■ DATASET ENTRIES ■

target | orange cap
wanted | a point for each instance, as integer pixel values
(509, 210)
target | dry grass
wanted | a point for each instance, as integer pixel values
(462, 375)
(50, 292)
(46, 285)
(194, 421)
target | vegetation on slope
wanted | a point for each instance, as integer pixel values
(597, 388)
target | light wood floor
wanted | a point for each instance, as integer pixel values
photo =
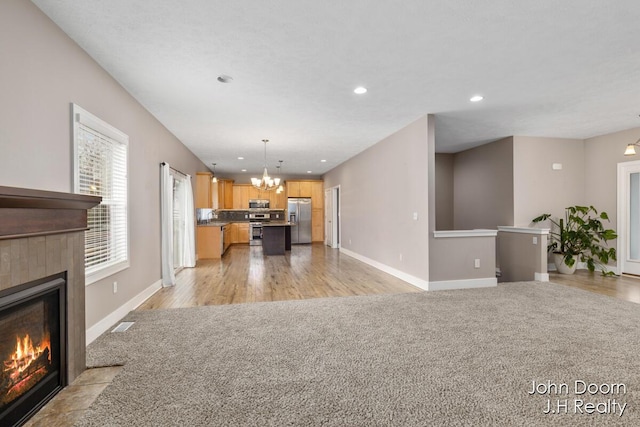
(245, 275)
(623, 287)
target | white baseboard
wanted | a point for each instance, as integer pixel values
(541, 277)
(463, 284)
(583, 266)
(103, 325)
(415, 281)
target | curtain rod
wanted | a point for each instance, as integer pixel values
(176, 170)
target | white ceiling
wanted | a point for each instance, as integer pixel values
(546, 68)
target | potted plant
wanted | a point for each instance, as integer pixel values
(580, 236)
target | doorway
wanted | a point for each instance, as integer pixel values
(629, 217)
(179, 219)
(332, 217)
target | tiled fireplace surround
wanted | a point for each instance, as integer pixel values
(41, 234)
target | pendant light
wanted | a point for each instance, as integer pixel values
(213, 177)
(266, 182)
(631, 148)
(280, 187)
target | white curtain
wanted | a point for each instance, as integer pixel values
(189, 252)
(166, 218)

■ BRIEF ■
Every line above that holds the string "white" should be copied into the answer.

■ WRITTEN SOLUTION ■
target | white baseboard
target | white ceiling
target | white curtain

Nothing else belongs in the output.